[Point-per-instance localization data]
^^^^
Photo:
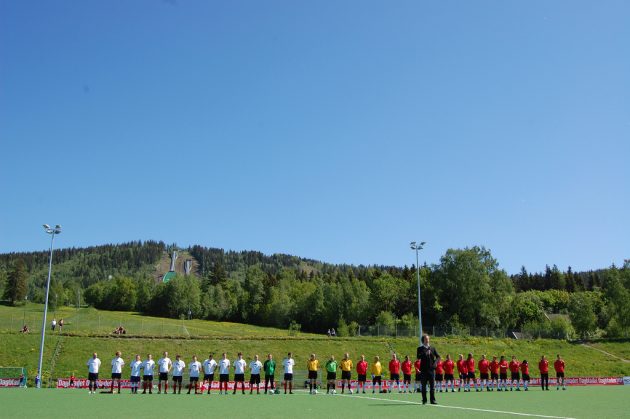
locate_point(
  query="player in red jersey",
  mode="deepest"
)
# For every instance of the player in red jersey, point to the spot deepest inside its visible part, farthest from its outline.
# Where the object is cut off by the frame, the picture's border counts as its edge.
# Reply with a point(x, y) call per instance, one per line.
point(503, 367)
point(439, 375)
point(515, 376)
point(525, 373)
point(558, 365)
point(394, 373)
point(449, 367)
point(472, 380)
point(406, 369)
point(418, 382)
point(543, 367)
point(484, 368)
point(462, 369)
point(494, 374)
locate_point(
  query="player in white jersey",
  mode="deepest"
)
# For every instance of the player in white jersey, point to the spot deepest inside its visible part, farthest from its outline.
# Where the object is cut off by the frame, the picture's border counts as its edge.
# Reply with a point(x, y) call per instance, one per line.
point(93, 365)
point(178, 373)
point(117, 364)
point(255, 366)
point(224, 372)
point(239, 372)
point(288, 364)
point(134, 379)
point(164, 367)
point(209, 366)
point(147, 374)
point(194, 368)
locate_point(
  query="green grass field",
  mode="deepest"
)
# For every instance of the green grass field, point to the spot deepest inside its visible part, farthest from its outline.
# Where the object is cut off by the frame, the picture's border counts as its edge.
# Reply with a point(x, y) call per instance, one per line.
point(89, 330)
point(576, 402)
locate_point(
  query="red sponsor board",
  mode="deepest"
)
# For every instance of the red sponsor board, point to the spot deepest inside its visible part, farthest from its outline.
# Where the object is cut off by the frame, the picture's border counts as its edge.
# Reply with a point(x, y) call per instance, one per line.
point(9, 382)
point(106, 383)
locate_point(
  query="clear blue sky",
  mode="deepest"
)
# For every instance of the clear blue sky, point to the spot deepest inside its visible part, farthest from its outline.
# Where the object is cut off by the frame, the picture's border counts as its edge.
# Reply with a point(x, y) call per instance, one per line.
point(335, 130)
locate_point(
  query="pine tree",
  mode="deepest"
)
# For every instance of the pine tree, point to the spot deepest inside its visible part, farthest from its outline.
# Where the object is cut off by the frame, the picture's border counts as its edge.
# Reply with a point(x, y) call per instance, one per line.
point(17, 286)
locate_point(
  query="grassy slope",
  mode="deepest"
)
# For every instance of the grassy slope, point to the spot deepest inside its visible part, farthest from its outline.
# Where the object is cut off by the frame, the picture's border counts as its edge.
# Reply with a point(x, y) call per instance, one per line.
point(577, 402)
point(23, 350)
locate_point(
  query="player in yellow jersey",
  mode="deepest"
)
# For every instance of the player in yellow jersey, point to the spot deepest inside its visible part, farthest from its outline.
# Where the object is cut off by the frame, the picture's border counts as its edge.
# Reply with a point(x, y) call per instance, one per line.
point(312, 366)
point(377, 371)
point(346, 372)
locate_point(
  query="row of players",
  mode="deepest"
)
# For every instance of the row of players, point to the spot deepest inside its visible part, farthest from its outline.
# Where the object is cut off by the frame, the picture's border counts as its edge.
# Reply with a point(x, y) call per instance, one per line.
point(493, 374)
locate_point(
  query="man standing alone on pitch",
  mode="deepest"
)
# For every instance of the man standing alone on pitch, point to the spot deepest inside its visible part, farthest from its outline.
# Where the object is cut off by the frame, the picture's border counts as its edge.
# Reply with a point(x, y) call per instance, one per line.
point(428, 360)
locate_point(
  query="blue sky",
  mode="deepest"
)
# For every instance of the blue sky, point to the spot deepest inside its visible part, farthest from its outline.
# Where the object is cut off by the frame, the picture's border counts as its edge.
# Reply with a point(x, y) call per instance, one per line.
point(338, 131)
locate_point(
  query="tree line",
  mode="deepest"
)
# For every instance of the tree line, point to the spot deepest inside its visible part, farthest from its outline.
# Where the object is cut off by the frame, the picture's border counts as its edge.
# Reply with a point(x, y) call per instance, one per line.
point(466, 289)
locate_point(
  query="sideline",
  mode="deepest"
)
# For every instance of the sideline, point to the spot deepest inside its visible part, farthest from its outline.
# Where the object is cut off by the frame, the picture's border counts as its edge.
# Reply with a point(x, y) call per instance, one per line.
point(503, 412)
point(606, 353)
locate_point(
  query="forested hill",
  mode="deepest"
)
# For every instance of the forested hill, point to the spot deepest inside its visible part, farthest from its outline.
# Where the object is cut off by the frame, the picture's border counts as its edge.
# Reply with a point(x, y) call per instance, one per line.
point(467, 288)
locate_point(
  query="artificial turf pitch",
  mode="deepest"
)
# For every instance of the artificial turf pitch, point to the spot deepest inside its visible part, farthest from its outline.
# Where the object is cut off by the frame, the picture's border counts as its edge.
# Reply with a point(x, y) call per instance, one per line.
point(576, 402)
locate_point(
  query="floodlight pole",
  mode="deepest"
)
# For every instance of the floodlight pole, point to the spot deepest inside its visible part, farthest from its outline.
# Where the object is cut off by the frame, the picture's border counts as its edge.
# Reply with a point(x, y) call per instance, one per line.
point(52, 232)
point(417, 248)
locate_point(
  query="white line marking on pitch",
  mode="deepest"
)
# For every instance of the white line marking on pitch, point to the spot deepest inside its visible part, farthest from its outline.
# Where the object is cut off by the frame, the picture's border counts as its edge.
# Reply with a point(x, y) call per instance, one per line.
point(455, 407)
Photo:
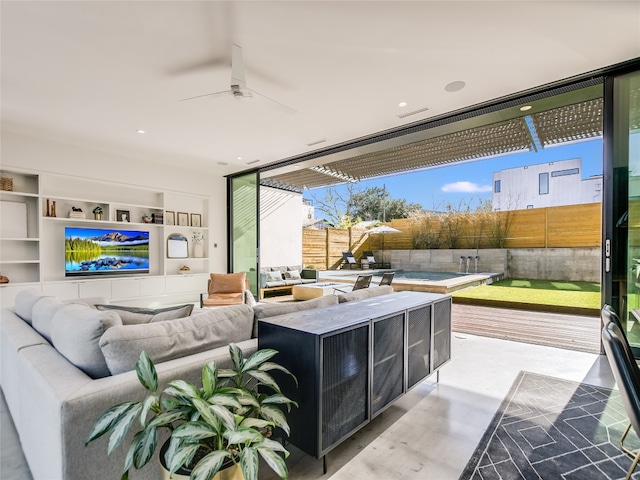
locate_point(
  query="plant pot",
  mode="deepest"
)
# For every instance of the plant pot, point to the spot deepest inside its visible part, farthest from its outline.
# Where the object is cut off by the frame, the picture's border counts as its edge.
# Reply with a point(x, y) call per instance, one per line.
point(232, 472)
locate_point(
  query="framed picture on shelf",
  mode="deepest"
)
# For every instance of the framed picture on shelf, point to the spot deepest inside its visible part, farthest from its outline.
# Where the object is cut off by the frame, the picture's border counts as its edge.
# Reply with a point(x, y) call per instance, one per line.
point(123, 216)
point(183, 219)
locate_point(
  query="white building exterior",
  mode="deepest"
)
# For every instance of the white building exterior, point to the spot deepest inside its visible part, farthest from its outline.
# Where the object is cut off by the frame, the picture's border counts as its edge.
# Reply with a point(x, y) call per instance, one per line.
point(544, 185)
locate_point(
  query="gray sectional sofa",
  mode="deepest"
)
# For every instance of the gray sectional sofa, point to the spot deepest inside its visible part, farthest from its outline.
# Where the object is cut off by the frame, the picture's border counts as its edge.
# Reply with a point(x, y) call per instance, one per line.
point(63, 364)
point(58, 383)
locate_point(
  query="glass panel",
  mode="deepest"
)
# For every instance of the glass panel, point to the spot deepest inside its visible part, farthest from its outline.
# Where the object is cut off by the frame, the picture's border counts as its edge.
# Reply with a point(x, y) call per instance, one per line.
point(544, 183)
point(627, 150)
point(244, 227)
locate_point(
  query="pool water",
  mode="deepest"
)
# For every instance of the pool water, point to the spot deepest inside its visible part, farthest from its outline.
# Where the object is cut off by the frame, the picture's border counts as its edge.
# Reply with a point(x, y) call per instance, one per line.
point(418, 275)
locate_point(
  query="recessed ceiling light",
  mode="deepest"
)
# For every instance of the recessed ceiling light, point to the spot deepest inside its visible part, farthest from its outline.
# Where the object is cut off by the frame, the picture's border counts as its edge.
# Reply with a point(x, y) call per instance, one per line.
point(455, 86)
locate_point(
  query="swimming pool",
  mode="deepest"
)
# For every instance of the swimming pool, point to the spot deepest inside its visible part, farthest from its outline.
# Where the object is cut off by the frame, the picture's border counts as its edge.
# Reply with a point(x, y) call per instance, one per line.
point(422, 275)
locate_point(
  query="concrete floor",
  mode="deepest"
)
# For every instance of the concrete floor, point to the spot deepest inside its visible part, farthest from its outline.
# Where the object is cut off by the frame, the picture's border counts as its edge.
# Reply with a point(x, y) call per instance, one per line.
point(431, 432)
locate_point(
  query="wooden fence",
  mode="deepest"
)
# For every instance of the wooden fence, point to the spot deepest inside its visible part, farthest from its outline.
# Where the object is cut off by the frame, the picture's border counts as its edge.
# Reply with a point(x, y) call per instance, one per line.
point(553, 227)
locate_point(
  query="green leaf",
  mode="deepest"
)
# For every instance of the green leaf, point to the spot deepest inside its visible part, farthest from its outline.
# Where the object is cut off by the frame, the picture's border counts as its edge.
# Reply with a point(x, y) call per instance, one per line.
point(225, 400)
point(147, 372)
point(243, 436)
point(236, 356)
point(275, 461)
point(255, 423)
point(167, 419)
point(258, 358)
point(193, 431)
point(108, 419)
point(122, 427)
point(265, 379)
point(209, 379)
point(148, 404)
point(179, 455)
point(265, 367)
point(209, 465)
point(275, 415)
point(182, 388)
point(145, 443)
point(249, 464)
point(210, 415)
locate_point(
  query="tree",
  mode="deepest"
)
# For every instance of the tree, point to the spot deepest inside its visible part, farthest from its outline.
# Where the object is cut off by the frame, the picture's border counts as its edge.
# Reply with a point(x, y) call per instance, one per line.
^^^^
WHAT YOU NEED TO DO: Which lines of the records above contain the word "gray"? Show each of them.

RESPONSE:
  query="gray sectional sofa",
# For every instance of the gray sectional sofa, point to the spot deepest inside its visible part, farthest from its outline.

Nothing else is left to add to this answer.